**RECORDS FOR THIS EXERCISE**.
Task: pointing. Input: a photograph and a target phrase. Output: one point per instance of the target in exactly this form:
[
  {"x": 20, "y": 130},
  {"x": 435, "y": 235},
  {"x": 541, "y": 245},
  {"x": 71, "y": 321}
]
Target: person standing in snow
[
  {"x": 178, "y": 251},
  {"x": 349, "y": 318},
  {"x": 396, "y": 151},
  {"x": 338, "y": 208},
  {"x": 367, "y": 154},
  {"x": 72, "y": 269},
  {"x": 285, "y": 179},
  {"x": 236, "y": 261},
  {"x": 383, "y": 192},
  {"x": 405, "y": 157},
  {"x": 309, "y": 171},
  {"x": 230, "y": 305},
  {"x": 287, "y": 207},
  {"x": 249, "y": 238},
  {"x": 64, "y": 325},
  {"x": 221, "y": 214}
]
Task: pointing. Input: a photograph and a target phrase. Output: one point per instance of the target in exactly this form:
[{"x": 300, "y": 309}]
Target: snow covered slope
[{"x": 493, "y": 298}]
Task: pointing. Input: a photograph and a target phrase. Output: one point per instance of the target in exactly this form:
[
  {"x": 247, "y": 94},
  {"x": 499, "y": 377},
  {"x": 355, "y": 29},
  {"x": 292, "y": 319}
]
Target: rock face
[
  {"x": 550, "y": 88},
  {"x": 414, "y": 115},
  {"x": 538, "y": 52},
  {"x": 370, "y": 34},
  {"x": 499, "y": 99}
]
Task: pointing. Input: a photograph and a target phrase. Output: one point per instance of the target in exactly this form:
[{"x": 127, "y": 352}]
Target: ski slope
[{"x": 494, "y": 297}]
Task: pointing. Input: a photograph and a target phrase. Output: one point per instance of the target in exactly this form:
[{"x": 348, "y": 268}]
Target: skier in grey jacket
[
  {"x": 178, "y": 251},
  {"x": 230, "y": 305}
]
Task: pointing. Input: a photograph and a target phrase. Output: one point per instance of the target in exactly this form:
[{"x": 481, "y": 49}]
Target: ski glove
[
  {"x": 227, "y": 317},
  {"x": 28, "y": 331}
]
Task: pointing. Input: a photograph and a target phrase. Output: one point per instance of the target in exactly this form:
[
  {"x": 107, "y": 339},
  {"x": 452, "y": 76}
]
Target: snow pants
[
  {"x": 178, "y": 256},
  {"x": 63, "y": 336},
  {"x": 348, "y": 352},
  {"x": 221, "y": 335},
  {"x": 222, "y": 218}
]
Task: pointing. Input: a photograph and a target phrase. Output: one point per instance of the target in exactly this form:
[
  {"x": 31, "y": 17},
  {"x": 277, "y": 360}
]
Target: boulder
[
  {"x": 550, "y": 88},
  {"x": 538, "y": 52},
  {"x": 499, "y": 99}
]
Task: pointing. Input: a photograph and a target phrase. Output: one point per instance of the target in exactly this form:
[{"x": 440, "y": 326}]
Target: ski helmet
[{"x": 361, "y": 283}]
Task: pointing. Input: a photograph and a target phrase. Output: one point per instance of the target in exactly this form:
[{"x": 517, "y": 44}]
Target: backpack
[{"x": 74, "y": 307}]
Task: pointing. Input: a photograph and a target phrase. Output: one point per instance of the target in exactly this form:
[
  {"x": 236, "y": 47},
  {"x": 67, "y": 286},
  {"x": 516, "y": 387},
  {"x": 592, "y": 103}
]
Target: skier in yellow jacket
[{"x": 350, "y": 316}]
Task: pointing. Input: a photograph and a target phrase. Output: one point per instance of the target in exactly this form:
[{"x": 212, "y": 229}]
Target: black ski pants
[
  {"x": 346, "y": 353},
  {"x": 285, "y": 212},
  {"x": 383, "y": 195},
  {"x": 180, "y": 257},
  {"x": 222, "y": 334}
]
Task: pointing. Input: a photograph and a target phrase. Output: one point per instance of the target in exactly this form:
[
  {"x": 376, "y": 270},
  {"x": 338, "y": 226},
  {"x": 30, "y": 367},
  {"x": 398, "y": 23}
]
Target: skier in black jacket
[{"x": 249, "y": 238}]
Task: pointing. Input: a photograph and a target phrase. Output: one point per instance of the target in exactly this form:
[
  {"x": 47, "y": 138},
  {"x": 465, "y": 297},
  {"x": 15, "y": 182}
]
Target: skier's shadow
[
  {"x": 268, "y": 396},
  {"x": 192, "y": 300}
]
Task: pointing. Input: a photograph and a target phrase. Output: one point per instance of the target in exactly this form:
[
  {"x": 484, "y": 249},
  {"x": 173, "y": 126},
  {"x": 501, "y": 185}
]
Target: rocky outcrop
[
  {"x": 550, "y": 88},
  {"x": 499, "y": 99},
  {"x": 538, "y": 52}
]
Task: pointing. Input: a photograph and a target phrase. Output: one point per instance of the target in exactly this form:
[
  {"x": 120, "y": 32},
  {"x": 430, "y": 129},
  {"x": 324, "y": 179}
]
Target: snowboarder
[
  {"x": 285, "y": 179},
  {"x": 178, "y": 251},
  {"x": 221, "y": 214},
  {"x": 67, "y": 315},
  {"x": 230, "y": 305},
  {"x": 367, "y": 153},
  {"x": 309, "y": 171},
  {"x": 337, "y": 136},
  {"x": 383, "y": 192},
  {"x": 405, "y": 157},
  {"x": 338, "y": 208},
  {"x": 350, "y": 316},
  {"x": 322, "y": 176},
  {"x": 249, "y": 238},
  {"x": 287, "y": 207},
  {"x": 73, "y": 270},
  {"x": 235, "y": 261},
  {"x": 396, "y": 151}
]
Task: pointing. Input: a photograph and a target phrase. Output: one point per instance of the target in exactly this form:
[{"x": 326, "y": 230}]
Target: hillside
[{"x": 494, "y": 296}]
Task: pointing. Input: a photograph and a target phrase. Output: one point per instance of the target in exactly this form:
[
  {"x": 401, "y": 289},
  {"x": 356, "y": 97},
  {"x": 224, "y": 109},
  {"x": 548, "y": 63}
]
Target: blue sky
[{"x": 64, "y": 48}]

**TASK TO CARRY OUT**. Can you reproduce all the material exactly?

**WRITTEN RESPONSE**.
Task: pointing. Input: a photograph and a target phrase. Output: one point per instance of the target in exactly this form:
[
  {"x": 20, "y": 130},
  {"x": 435, "y": 235},
  {"x": 541, "y": 245},
  {"x": 71, "y": 321}
]
Target: person standing in snow
[
  {"x": 178, "y": 251},
  {"x": 349, "y": 318},
  {"x": 396, "y": 151},
  {"x": 338, "y": 208},
  {"x": 367, "y": 154},
  {"x": 72, "y": 269},
  {"x": 285, "y": 179},
  {"x": 236, "y": 261},
  {"x": 383, "y": 192},
  {"x": 405, "y": 157},
  {"x": 309, "y": 171},
  {"x": 230, "y": 305},
  {"x": 287, "y": 207},
  {"x": 249, "y": 238},
  {"x": 64, "y": 325},
  {"x": 221, "y": 214}
]
Task: pointing. Input: a photograph and a target phrase. Output: one point per instance of the target in exactly this form:
[{"x": 300, "y": 309}]
Target: snow covered slope
[{"x": 493, "y": 298}]
Task: pointing. Input: a photograph and a target phrase. Output: one point per instance of the target in exactly this form:
[
  {"x": 247, "y": 94},
  {"x": 499, "y": 377},
  {"x": 355, "y": 29},
  {"x": 292, "y": 319}
]
Target: rock face
[
  {"x": 550, "y": 88},
  {"x": 414, "y": 115},
  {"x": 538, "y": 52},
  {"x": 370, "y": 34},
  {"x": 499, "y": 99}
]
Task: pointing. Input: a photograph and a target phrase. Output: one point per instance of the target in exactly this form:
[{"x": 127, "y": 352}]
Target: ski slope
[{"x": 494, "y": 297}]
Task: pointing. Input: a photograph and a target phrase. Output: one point per instance of the target in exactly this form:
[{"x": 348, "y": 268}]
Target: skier in grey jacket
[
  {"x": 178, "y": 251},
  {"x": 230, "y": 305}
]
Task: pointing. Input: a photograph and a target phrase. Output: one point per instance of the target in exactly this form:
[{"x": 481, "y": 49}]
Target: ski glove
[
  {"x": 227, "y": 317},
  {"x": 28, "y": 331}
]
Task: pointing. Input: a photograph and a target phrase. Output: one point per instance of the target in exactly this form:
[
  {"x": 107, "y": 339},
  {"x": 452, "y": 76}
]
Target: snow pants
[
  {"x": 178, "y": 256},
  {"x": 63, "y": 336},
  {"x": 348, "y": 352},
  {"x": 221, "y": 335},
  {"x": 222, "y": 218}
]
Task: pointing. Input: a photograph and a target phrase. Output: one point per instance of the target in exactly this form:
[
  {"x": 31, "y": 17},
  {"x": 277, "y": 360}
]
Target: boulder
[
  {"x": 550, "y": 88},
  {"x": 538, "y": 52},
  {"x": 499, "y": 99}
]
Task: pointing. Input: a photograph and a target phrase. Output: one point per instance of the target in exactly this form:
[{"x": 440, "y": 326}]
Target: ski helmet
[{"x": 361, "y": 283}]
Task: pointing. Input: a photograph and a target phrase. Output: one point per instance of the target in exactly this form:
[{"x": 517, "y": 44}]
Target: backpack
[{"x": 74, "y": 307}]
Task: pointing. Input: a photograph and a target phrase. Output: one point per instance of the target in exactly this form:
[
  {"x": 236, "y": 47},
  {"x": 67, "y": 286},
  {"x": 516, "y": 387},
  {"x": 592, "y": 103}
]
Target: skier in yellow jacket
[{"x": 350, "y": 316}]
Task: pointing. Input: a photograph and a target phrase. Output: one point per instance of the target in exactly this form:
[{"x": 212, "y": 229}]
Target: black ski pants
[
  {"x": 346, "y": 353},
  {"x": 285, "y": 212},
  {"x": 383, "y": 195},
  {"x": 180, "y": 257},
  {"x": 222, "y": 334}
]
Task: pointing. Input: a photograph and a target phrase. Output: one point per instance of the target in exactly this form:
[
  {"x": 376, "y": 270},
  {"x": 338, "y": 226},
  {"x": 30, "y": 367},
  {"x": 398, "y": 23}
]
Target: skier in black jacket
[{"x": 249, "y": 238}]
Task: pointing. Input: a photograph and a target phrase. Output: one point per instance of the target in exactly this form:
[
  {"x": 47, "y": 138},
  {"x": 465, "y": 297},
  {"x": 15, "y": 182}
]
Target: skier's shadow
[
  {"x": 268, "y": 396},
  {"x": 192, "y": 300}
]
Task: pointing. Input: a photograph and a target phrase. Output: one point per instance of the target in exactly this form:
[
  {"x": 484, "y": 249},
  {"x": 173, "y": 126},
  {"x": 501, "y": 185}
]
Target: rocky outcrop
[
  {"x": 550, "y": 88},
  {"x": 499, "y": 99},
  {"x": 538, "y": 52}
]
Task: pointing. Input: a photograph and a target phrase. Output: one point per instance of the target in exactly this form:
[
  {"x": 120, "y": 32},
  {"x": 430, "y": 129},
  {"x": 324, "y": 179}
]
Target: snowboarder
[
  {"x": 285, "y": 179},
  {"x": 178, "y": 251},
  {"x": 221, "y": 214},
  {"x": 67, "y": 315},
  {"x": 230, "y": 305},
  {"x": 367, "y": 153},
  {"x": 309, "y": 171},
  {"x": 337, "y": 136},
  {"x": 383, "y": 192},
  {"x": 405, "y": 157},
  {"x": 338, "y": 208},
  {"x": 350, "y": 316},
  {"x": 322, "y": 176},
  {"x": 249, "y": 238},
  {"x": 287, "y": 207},
  {"x": 73, "y": 270},
  {"x": 235, "y": 261},
  {"x": 396, "y": 151}
]
Task: pointing. Input: a photograph and a target phrase. Output: one point per instance of the target in exactly this form:
[{"x": 326, "y": 230}]
Target: hillside
[{"x": 494, "y": 296}]
Task: pointing. Input: a photograph and a target phrase. Output: one point per instance of the target in exactly this form:
[
  {"x": 401, "y": 289},
  {"x": 356, "y": 97},
  {"x": 224, "y": 109},
  {"x": 548, "y": 63}
]
Target: blue sky
[{"x": 64, "y": 48}]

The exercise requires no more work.